━━━ Study text ━━━

This is not a real victory of any lasting duration.


There’s a great veil which falls over this episode. It’s a tragic one.


Palm Sunday reminds us of this fact. It stands as a great divider.


It separates us into two groups, people who either simply have opinions about what a charismatic miracle-worker Jesus was or those who dare to make the decision and devote their hearts and lives to Him.


It separates us into either those who follow public opinion and go along with the crowd, or those who are willing to leave the safety of the masses and walk through the gates of the city alongside Christ.


Keep in mind, many of these people who are shouting, "Hosanna to the Son of David" on Palm Sunday will be yelling, "Crucify Him! Crucify Him!" before the week is through.


Palm Sunday always confronts us with a choice.

As we think about Jesus, and the people who greet Him, remember this: don’t let your participation in the life of Christ come back void.


Many of those people simply turned out to see Jesus go by lacked sincerity, only wanting to witness a spectacle.


But what were these people doing? Did they really care who this person was and what His message was all about?


By this time many of Jesus’s disciples had fallen away.


In John 6, after the feeding of the 5,000, Jesus tells them that His flesh is real food and his blood real drink and whoever eats His flesh and drinks His blood remains in Him.


They did not understand, and Jesus acknowledges that he knew from the beginning who believes and who will betray Him.


Verse 66 states “from that time, many of His disciples turned back and no longer followed Him.”


One year, Jill sent away our old family VHS tapes to be made into DVDs. There was a section of our son Anton’s 10th birthday.


His present that day was a pet hamster named Peanut.


On the tape, his hamster struggles walking in one of those portable balls on the carpet, falling end over end. Anton then put him back on the wheel in his cage and the hamster moved furiously.


I texted Anton after watching the video. He said he felt bad about Peanut’s struggles walking in the ball, but one time he felt much worse.


He said he took a flash picture of Peanut up close with a disposable camera, and Anton said that Peanut was blinded. Anton said: “He was never the same afterwards … always bumping into stuff.”


Jerusalem, like Peanut, had been through the wringer many times. And many of those people there must have been void of any real feeling, blinded by what they had seen and heard from so many others.


Sound familiar? Are we blind in our own current situation, looking at every possible angle other than through the lens of Jesus Christ?

━━━ Data section ━━━

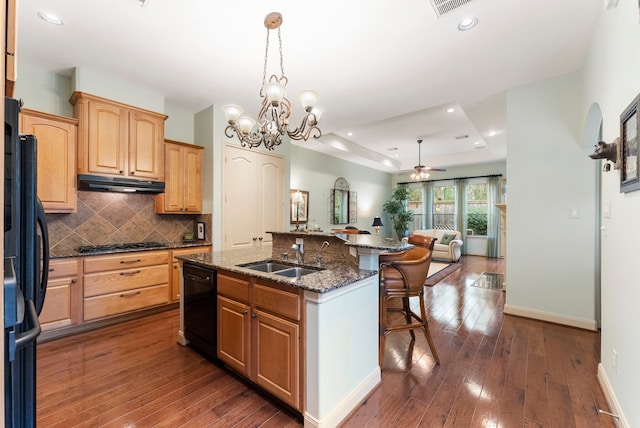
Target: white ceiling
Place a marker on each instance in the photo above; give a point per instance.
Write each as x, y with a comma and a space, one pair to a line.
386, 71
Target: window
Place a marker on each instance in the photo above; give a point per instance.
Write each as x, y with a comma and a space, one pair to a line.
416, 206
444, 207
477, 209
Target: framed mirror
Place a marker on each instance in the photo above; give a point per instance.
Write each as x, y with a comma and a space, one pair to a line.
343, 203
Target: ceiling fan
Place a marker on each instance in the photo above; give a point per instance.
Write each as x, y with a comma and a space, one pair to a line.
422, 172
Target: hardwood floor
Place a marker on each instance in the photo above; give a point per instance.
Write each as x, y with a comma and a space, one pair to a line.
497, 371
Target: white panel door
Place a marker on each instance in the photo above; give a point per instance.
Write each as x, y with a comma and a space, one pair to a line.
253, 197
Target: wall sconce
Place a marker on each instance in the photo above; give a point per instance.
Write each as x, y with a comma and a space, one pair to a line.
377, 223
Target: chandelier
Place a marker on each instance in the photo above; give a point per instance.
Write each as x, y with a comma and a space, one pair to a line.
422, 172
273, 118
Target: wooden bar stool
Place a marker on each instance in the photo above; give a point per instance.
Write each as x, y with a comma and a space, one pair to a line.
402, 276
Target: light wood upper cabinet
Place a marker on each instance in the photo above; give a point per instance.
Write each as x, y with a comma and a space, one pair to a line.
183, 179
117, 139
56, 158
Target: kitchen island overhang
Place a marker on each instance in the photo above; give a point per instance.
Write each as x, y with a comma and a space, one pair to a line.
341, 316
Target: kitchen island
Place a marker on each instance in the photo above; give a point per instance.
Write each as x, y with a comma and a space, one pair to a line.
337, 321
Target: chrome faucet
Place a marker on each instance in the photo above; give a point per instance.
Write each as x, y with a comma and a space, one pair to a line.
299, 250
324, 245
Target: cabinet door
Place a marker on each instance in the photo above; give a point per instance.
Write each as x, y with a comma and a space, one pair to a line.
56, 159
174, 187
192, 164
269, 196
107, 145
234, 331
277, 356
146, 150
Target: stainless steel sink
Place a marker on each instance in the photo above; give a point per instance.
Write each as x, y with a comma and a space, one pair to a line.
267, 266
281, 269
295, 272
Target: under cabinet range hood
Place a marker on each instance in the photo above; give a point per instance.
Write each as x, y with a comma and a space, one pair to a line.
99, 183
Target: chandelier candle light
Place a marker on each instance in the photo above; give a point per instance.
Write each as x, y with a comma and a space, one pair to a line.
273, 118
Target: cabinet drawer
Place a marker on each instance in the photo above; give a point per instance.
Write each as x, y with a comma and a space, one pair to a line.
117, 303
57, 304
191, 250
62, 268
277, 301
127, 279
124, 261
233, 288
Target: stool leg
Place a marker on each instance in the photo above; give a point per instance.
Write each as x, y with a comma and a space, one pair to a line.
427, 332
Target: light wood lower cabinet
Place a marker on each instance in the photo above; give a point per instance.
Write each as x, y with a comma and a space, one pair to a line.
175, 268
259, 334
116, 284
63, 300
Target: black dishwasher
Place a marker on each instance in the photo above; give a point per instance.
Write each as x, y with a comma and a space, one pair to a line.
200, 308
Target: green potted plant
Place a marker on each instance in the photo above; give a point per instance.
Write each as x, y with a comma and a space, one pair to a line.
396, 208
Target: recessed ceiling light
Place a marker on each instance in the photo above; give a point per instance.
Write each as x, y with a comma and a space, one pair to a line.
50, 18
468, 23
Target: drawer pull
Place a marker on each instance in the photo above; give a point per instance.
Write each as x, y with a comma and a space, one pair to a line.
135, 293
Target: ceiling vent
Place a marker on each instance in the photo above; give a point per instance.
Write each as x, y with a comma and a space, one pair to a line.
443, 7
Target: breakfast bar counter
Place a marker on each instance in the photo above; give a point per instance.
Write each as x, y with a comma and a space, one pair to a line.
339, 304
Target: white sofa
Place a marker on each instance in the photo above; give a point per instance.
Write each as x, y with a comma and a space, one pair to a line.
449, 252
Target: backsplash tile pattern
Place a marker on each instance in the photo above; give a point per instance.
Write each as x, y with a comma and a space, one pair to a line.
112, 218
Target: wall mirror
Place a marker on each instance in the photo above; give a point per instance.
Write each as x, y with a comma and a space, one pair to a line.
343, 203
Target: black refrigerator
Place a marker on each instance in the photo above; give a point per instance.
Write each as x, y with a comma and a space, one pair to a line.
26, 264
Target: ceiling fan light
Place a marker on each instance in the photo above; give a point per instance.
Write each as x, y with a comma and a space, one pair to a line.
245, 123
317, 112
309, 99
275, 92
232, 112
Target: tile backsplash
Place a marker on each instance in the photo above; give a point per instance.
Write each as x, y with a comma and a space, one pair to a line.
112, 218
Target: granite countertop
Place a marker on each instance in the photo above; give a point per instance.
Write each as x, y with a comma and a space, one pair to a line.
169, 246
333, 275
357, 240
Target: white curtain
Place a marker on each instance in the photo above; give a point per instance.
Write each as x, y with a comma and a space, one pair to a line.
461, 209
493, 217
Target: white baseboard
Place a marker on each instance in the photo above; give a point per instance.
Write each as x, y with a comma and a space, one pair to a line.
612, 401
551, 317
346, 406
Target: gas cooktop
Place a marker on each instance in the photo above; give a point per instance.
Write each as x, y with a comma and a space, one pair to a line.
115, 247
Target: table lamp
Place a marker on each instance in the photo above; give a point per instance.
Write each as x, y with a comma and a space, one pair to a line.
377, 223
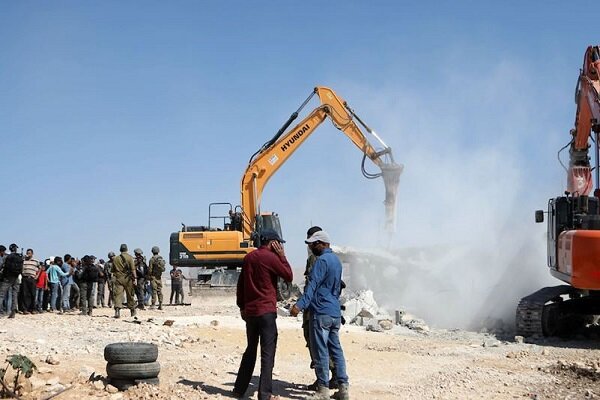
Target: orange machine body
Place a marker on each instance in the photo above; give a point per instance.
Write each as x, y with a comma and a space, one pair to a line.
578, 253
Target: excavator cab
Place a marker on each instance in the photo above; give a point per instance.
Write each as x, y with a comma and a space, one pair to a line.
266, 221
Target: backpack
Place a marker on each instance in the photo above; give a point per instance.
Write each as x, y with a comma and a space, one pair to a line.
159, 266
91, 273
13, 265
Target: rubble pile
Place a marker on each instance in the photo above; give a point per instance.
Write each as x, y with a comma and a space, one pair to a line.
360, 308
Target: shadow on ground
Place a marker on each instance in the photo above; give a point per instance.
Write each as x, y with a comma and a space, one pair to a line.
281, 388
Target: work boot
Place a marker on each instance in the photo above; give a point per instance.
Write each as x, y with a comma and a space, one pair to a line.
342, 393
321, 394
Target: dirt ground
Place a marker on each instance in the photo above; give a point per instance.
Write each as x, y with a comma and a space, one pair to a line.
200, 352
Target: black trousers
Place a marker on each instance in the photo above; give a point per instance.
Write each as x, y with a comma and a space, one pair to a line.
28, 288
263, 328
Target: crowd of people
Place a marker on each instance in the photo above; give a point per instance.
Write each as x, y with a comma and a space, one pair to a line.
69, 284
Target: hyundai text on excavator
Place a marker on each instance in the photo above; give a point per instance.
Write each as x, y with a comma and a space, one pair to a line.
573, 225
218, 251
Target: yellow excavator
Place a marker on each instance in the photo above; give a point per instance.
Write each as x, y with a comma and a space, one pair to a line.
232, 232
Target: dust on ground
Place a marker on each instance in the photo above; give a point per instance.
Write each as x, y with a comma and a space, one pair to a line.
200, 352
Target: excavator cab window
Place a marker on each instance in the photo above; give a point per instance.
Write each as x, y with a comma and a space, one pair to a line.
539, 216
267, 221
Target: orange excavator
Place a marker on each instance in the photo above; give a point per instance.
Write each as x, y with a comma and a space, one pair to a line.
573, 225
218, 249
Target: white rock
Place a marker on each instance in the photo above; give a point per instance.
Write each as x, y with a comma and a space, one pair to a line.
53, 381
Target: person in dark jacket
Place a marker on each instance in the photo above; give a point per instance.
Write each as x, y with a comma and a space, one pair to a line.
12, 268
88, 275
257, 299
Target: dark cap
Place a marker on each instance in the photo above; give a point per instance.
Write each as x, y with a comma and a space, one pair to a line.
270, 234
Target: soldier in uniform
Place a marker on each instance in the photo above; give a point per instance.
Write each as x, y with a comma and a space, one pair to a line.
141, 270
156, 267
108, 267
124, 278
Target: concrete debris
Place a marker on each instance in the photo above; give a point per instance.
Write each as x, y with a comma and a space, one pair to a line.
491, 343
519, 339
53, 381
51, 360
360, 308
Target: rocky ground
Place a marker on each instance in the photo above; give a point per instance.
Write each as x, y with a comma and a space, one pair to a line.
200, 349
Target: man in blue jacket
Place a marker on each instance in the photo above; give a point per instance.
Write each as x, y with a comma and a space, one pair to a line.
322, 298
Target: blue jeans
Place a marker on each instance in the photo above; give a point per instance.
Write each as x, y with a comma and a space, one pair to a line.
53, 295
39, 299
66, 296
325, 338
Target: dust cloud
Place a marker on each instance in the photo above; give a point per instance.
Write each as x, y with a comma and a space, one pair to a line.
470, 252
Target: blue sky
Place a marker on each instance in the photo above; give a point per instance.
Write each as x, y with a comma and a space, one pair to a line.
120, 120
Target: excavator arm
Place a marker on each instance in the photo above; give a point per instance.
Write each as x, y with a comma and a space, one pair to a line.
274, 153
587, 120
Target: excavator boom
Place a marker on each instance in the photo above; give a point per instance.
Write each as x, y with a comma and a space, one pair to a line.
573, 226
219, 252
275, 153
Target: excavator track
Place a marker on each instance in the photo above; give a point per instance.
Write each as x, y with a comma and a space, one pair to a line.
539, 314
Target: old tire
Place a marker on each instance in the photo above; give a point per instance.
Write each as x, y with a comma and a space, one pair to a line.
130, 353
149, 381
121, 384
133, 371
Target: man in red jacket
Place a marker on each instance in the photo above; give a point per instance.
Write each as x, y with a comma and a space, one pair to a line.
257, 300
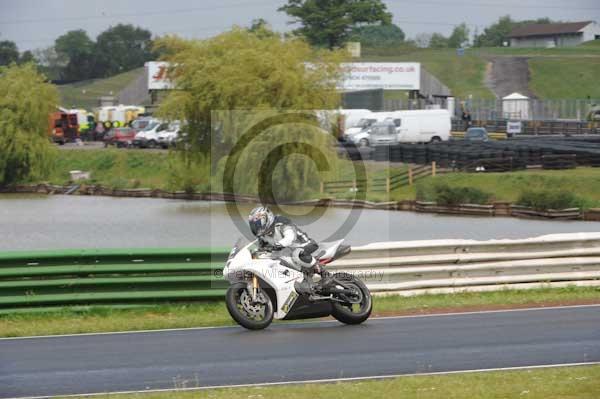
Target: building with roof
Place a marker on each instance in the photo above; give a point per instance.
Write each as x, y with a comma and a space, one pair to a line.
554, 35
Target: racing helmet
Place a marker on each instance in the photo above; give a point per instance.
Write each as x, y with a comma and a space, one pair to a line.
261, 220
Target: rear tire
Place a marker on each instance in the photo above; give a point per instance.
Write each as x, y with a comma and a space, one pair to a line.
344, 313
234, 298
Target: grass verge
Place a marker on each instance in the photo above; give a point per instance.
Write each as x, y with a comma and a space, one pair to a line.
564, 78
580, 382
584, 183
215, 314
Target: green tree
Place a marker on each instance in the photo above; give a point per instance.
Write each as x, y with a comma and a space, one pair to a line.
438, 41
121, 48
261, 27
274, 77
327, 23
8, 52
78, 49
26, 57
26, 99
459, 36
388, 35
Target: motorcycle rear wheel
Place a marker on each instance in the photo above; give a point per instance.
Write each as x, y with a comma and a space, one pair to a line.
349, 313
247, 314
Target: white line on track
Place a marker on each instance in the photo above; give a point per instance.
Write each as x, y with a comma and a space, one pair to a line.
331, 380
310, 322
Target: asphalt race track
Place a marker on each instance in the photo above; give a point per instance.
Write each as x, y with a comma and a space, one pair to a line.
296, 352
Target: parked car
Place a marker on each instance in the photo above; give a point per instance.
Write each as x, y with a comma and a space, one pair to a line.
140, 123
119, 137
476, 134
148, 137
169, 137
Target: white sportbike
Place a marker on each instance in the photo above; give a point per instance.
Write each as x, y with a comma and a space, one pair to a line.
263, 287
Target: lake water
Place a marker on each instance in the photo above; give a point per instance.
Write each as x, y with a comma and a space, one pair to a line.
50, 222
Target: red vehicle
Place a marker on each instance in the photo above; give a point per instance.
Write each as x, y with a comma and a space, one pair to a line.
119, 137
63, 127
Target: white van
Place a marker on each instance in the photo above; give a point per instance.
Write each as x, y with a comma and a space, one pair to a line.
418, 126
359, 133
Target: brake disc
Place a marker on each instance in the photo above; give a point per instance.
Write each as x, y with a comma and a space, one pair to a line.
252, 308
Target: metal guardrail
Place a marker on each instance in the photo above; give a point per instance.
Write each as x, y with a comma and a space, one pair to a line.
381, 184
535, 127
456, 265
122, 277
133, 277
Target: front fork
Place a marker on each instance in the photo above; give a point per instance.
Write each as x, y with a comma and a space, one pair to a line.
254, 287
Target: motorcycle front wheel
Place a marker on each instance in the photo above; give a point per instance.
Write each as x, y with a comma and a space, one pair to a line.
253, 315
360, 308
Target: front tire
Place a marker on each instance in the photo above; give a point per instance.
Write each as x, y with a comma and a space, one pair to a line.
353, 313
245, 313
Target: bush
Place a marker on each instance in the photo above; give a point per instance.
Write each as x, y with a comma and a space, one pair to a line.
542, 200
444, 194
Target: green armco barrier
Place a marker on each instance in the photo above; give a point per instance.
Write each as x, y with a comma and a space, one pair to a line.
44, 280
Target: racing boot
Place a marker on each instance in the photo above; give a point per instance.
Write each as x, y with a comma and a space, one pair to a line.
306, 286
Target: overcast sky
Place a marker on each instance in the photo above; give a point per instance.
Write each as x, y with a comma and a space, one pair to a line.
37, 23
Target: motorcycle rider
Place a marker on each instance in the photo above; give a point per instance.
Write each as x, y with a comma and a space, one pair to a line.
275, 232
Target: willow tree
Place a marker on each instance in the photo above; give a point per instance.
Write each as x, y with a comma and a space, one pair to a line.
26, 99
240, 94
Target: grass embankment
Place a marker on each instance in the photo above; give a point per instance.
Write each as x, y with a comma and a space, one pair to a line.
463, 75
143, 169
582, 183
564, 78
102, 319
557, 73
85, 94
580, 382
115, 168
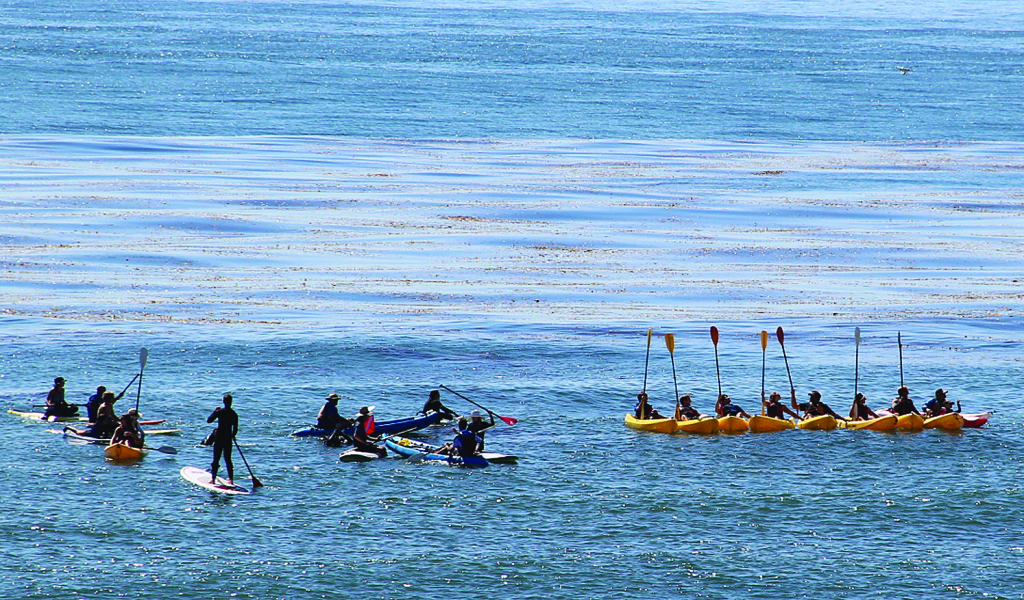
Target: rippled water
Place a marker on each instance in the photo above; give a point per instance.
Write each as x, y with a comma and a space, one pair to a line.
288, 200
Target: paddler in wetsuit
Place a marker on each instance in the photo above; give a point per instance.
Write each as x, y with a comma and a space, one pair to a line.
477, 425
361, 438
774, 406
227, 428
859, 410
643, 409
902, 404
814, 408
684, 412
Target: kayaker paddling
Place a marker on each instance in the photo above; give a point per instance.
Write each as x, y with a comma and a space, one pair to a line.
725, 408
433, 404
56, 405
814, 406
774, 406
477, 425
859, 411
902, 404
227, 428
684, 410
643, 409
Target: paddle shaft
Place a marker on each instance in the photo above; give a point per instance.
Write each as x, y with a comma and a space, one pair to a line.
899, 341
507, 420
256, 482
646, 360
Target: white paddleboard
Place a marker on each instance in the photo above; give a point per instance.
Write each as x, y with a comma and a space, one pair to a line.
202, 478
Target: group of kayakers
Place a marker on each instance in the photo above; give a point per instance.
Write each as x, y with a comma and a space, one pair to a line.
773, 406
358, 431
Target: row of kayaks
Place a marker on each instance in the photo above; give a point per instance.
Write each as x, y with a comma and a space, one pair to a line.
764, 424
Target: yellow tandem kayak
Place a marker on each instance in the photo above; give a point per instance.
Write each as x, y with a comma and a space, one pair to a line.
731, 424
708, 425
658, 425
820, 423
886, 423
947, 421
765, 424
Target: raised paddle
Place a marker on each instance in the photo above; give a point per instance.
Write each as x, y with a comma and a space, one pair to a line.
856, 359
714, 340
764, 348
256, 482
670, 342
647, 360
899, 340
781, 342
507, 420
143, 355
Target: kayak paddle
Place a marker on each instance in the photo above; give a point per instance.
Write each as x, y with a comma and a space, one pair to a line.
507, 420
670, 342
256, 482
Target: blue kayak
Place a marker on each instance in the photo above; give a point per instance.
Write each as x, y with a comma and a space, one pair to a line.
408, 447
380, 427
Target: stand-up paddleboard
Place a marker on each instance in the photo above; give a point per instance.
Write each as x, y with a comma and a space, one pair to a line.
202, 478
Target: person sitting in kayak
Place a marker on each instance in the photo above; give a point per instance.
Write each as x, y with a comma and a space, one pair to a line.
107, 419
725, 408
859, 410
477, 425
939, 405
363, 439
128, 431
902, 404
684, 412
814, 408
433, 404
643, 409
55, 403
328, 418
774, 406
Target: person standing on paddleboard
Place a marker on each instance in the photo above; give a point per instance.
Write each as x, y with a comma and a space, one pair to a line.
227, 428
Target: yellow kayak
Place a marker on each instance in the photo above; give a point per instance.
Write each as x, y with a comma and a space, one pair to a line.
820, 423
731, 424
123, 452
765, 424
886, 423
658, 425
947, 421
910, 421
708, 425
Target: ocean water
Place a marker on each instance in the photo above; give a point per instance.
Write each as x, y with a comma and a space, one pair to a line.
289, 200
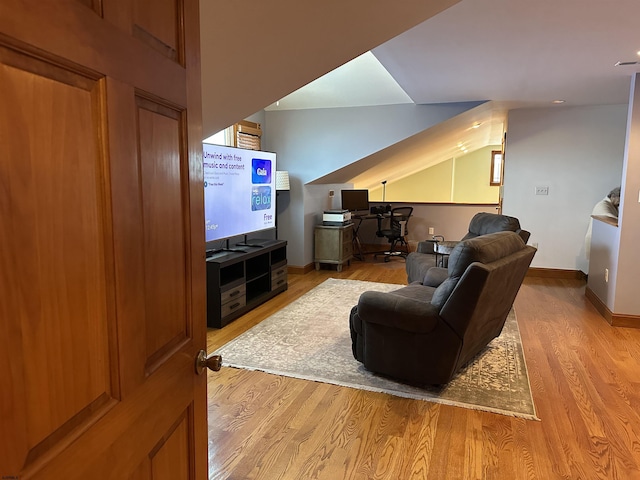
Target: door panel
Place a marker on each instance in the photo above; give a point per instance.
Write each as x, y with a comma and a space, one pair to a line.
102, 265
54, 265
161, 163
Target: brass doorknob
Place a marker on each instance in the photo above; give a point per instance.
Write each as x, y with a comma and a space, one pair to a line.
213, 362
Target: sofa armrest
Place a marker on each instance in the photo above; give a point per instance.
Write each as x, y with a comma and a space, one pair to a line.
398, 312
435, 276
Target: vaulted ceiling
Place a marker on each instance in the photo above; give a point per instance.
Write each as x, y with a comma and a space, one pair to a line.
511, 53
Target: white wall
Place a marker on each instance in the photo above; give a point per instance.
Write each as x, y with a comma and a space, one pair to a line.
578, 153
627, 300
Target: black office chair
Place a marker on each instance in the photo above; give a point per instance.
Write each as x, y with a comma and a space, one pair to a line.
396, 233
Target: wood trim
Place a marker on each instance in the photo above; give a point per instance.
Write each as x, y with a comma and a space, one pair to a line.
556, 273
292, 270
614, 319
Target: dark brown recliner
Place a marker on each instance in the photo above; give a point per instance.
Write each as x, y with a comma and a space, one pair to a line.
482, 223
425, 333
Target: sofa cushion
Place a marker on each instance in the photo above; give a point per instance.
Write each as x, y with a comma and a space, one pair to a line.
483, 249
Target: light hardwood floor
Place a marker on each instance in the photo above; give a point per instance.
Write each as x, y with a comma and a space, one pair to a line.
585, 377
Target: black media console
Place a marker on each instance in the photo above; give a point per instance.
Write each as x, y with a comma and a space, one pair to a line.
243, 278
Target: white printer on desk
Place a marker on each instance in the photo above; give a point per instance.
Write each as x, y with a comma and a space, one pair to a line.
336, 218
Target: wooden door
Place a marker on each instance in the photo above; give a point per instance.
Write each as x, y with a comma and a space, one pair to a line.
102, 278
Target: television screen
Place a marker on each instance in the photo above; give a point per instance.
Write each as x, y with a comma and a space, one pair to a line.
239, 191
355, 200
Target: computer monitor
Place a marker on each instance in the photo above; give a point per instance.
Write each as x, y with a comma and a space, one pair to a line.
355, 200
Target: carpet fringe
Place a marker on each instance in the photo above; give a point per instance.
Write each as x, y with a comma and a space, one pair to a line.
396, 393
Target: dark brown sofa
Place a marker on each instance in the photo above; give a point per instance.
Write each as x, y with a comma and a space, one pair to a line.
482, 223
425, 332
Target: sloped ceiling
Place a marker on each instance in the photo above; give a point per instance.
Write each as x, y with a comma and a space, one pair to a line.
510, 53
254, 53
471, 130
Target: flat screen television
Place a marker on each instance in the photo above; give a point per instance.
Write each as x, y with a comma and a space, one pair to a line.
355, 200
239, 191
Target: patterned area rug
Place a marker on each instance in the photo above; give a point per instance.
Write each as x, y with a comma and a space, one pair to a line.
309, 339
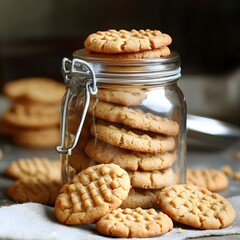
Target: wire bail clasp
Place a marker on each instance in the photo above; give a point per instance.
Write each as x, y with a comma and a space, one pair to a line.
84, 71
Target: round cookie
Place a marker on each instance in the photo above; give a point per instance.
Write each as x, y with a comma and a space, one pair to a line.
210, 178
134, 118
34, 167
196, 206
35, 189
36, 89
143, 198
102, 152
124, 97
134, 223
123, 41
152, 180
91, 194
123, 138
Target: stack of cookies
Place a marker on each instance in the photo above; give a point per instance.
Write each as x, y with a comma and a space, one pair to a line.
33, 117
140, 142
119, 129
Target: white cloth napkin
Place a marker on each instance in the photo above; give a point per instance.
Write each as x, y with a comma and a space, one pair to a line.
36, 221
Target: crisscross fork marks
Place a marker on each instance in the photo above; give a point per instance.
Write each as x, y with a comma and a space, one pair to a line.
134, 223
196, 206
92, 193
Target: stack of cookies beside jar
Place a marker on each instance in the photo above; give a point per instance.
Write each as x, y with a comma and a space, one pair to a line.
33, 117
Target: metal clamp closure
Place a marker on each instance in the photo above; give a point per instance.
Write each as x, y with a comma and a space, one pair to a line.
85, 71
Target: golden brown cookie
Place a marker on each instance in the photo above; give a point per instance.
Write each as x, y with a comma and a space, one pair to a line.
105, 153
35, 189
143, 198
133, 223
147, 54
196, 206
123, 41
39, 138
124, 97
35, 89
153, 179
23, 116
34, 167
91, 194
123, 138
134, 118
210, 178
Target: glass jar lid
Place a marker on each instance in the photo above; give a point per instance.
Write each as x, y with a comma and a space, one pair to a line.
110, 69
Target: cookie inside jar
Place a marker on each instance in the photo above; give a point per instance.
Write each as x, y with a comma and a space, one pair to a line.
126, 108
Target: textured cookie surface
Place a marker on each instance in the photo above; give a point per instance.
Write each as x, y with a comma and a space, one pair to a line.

━━━

### Try it:
Write what comes next in the Palm Sunday reflection, picking up right after its final sentence. The lines are not needed for the task.

### Response to this task:
One of the reasons the people in Jerusalem react to Jesus the way they did was that they could NOT accept what He had been saying.


They were looking for a new king who would free them from Rome. They want that kind of kingdom and its glory.


But Jesus speaks of God's kingdom, a kingdom within them.


Stanley Jones, a great Methodist missionary, told of being in South Africa on a preaching mission. The pastor who traveled with him said:


"You preach a troublesome gospel. We preach a kingdom in heaven hereafter that upsets nothing now. But you preach a kingdom NOW on earth and that upsets everything."


People are happy to cement in their minds what they think God and Christ should be for them and want little to do with changing it.


People are happy to live their life the way they want to, profess faith in Jesus and be rewarded with a heavenly home.


But the story changes when living for His kingdom now means changing the way you do things, being obedient to His teachings and loving, serving and sacrificing for others – even the ones you don’t like.


It requires the complete giving of your life to Him.


Jesus said to his disciples in Matthew 16: 24-25: “Whoever wants to be my disciple must deny themselves and take up their cross and follow me. For whoever wants to save their life will lose it, but whoever loses their life for me will find it.”


On this Palm Sunday are you willing to let Christ’s kingdom live in you?


Don’t be a mere spectator in Christ’s kingdom which produces nothing, but allow your active participation to bear fruit for the world to see.

Brad Zimanek is the Associate Pastor at Mulder Church in Wetumpka, Alabama. He worked in sports journalism for 32 years prior to answering the call to full-time ministry.